- **Task prompt**
Could you copy out the data below verbatim, from the line containing "Please give the outline of every instance of the white" through the last line of the data, including both of those lines?
== Data excerpts
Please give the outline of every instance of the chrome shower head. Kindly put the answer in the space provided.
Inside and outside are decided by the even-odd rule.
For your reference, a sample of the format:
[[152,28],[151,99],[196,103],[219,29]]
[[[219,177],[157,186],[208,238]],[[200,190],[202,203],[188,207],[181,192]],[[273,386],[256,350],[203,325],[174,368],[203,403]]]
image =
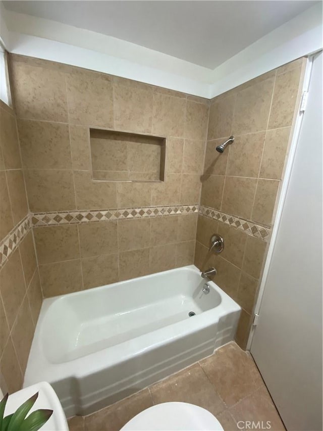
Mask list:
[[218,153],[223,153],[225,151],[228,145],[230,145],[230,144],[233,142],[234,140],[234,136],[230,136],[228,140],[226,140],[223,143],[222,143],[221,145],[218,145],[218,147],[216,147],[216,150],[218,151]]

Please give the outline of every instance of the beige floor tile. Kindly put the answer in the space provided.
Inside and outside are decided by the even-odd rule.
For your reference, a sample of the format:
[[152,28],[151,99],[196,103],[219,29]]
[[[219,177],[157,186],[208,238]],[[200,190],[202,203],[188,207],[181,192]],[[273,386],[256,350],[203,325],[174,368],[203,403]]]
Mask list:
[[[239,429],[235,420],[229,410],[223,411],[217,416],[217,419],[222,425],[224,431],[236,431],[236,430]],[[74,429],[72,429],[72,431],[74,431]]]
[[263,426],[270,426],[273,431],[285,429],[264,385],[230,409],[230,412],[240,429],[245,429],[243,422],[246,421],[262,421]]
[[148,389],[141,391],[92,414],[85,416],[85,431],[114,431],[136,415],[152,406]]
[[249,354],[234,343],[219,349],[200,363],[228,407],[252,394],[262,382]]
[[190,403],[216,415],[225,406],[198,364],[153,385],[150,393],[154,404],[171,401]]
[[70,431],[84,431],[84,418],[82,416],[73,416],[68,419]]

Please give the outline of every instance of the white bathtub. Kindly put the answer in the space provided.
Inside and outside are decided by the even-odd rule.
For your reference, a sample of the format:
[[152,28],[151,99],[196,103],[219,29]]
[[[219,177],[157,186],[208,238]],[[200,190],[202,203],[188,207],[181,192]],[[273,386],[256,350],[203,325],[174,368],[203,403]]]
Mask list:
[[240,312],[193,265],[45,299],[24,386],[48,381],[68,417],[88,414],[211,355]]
====
- **Task output**
Please give the outline of every instance of the white bathtub. Kindly put the answer in the space provided.
Inside and outside are decided by the even-odd rule.
For your reference, a sample of the format:
[[152,28],[151,99],[196,103],[219,29]]
[[[219,177],[157,186],[208,238]],[[200,190],[202,203],[188,207],[181,192]],[[273,386],[256,350],[203,325],[174,368],[203,403]]]
Mask list:
[[240,312],[193,265],[45,299],[24,386],[48,381],[68,417],[88,414],[211,355]]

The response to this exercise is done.